Start Document

The list of banned websites does not end there. A list of websites that have previously been blocked and re-opened includes some of the world’s most accessed websites such as Google, BBC News, Dailymotion, Facebook, eBay, Amazon, FHM, ‘Superonline’, Human Rights Association, ‘Bilyoner’ gaming website etc.

There are also cases where, instead of blocking an entire website, certain sections of web-pages have been censored, i.e. some people’s Facebook profiles, image galleries of some online newspapers… Moreover, in accordance with the established law, same-sex associations and websites (without any explicit content) have also been blocked. Also sections in other languages have been blocked i.e. the Wikipedia link on “Kurdish people” among others is currently blocked.

The decision of February 22, by the BTK, has led to much concern in Turkey, leading to protests in many cities across the nation. Following this, it was also discovered that words such as ‘Haydar’, ‘Hikaye’ (story), and ‘Etek’ (skirt) were to be banned within domain names, and that Eksi Sozluk (very popular website in Turkey, see link for description: http://en.wikipedia.org/wiki/Ek%C5%9Fi_S%C3%B6zl%C3%BCk) is also to be banned. Authorities have stated that these decisions are a result of incorrect readings and interpretations; former Transport Minister Binali Yildirim pointed out that he would personally stand in the way of (self-)censorship.

End Document
Start Entries provided

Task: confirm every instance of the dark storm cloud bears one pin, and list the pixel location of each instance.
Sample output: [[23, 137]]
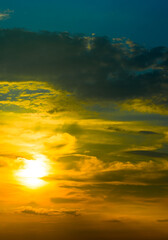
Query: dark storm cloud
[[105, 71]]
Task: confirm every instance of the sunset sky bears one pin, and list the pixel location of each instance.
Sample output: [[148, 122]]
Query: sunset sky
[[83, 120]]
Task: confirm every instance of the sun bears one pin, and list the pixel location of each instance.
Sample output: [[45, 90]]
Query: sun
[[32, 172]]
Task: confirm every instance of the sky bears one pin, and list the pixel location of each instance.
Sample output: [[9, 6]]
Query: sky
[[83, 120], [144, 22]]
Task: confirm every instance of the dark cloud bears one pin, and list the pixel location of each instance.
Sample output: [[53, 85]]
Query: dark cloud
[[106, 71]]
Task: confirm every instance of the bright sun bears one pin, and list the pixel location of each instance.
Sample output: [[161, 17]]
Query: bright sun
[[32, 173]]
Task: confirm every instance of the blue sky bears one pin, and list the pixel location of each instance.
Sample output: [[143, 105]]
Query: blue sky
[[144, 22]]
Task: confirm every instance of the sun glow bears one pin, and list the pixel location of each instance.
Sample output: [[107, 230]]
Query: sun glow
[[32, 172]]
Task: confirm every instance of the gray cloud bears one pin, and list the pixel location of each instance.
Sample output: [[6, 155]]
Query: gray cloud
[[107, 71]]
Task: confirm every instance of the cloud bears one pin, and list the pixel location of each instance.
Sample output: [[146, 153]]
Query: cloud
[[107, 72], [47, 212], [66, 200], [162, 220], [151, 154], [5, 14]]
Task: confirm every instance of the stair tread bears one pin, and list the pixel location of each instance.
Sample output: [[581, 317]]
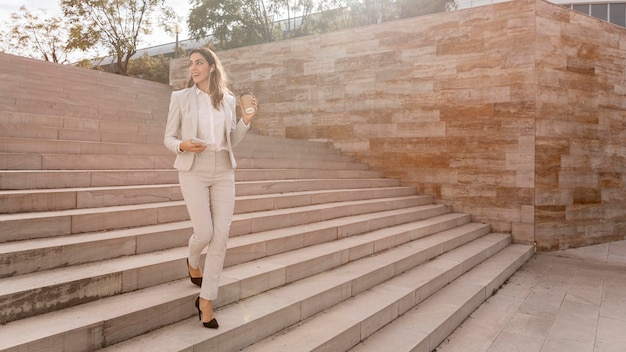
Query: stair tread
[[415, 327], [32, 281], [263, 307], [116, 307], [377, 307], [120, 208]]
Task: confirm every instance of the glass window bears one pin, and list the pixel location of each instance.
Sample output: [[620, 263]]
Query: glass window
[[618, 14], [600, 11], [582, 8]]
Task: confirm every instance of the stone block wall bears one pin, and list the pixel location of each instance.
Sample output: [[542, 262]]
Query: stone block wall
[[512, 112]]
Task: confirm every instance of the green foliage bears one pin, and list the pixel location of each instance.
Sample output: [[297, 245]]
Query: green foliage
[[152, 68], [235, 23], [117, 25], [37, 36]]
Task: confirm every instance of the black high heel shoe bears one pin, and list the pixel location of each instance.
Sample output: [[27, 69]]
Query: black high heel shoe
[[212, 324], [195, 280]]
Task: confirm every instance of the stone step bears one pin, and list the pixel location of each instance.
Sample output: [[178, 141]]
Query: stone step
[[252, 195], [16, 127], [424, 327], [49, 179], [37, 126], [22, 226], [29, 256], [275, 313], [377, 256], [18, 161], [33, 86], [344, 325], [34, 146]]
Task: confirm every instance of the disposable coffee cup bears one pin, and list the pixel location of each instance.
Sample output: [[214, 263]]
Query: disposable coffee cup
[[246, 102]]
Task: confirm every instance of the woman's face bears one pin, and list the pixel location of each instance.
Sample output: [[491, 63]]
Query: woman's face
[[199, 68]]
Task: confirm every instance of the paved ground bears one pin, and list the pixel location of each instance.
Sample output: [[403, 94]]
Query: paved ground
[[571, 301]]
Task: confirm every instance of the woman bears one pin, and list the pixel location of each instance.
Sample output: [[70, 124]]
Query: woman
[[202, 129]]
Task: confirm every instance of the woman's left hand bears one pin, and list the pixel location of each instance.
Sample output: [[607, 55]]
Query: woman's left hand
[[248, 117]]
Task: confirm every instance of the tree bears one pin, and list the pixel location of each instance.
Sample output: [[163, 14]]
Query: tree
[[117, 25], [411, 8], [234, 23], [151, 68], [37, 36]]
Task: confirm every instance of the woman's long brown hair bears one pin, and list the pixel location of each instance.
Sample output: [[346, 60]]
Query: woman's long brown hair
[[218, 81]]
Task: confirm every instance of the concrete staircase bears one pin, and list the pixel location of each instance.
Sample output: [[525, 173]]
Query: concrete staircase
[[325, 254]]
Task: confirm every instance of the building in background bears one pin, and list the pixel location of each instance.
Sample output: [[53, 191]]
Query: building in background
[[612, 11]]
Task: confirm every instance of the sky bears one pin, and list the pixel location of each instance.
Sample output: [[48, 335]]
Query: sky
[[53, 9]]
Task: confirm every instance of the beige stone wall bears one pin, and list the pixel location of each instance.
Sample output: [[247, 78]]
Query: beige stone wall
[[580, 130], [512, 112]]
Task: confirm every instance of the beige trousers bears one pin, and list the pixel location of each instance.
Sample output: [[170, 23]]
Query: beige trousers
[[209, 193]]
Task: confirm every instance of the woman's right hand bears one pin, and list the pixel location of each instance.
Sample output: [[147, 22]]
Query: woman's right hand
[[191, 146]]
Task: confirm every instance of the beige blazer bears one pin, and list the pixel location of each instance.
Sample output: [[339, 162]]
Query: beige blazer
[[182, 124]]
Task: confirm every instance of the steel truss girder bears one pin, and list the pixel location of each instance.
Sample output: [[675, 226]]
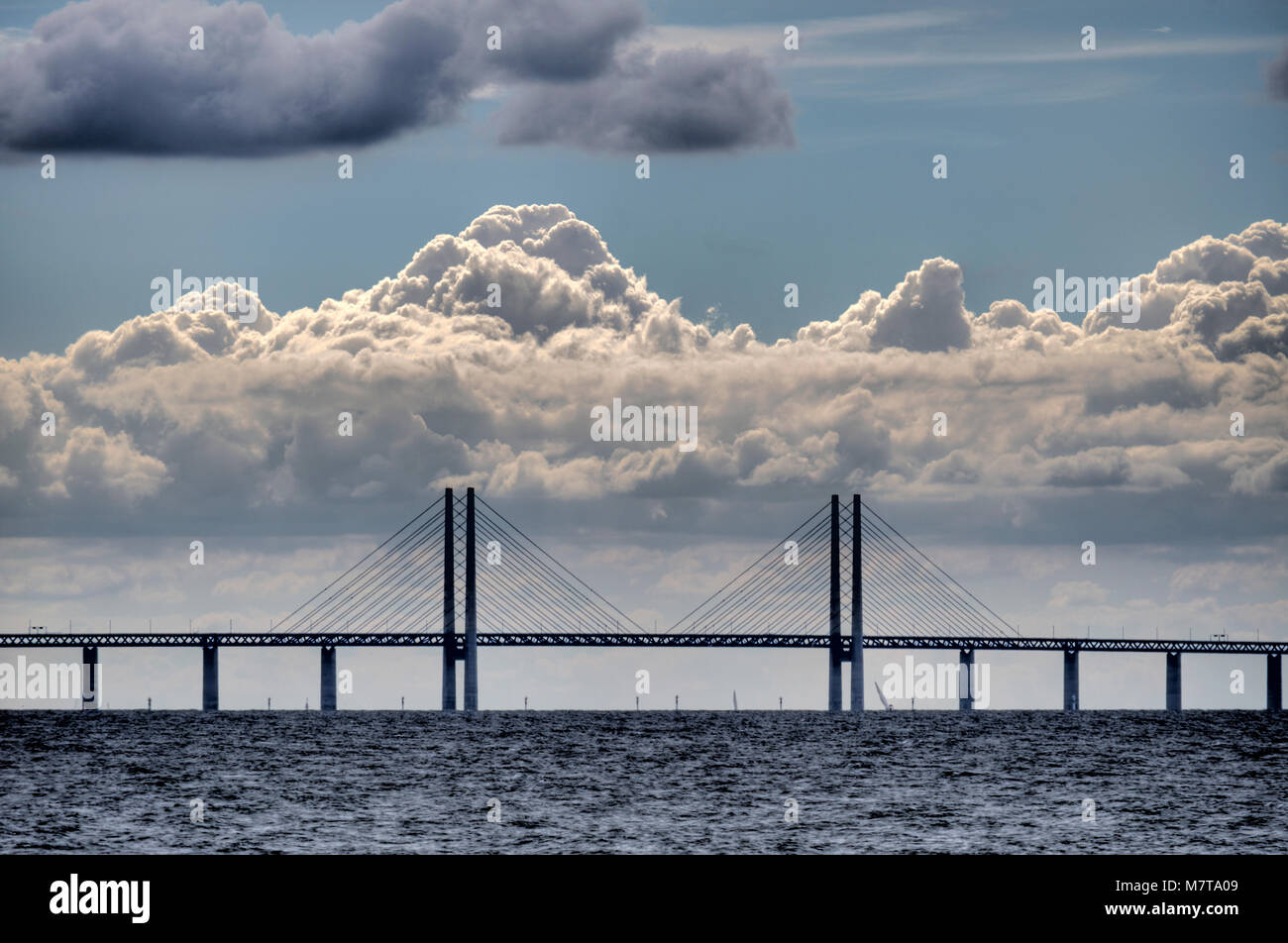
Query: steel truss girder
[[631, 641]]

End Entries provided

Set problem – Pick up the passage on website blocking in Turkey after its last sentence and carry it forward.

Written response –
Dr. Yaman Akdeniz: TIB abused its authority

In expressing his views on the filtering in internet cafes, Akdeniz explains that TIB has the authority to bar any given website within the scope of the law (for instance displaying child-pornography and/or obscenity etc) without needing a court order; however, he identifies that TIB is abusing such authority. “To filter many websites without them having broken the law is beyond the scope of Law 5651 and the TIB’s authority. As such, it can only be recognised as arbitrary administrative measures and censorship”.

Attorney Gokhan Ahi: Will we be able to trust BTK on August 22?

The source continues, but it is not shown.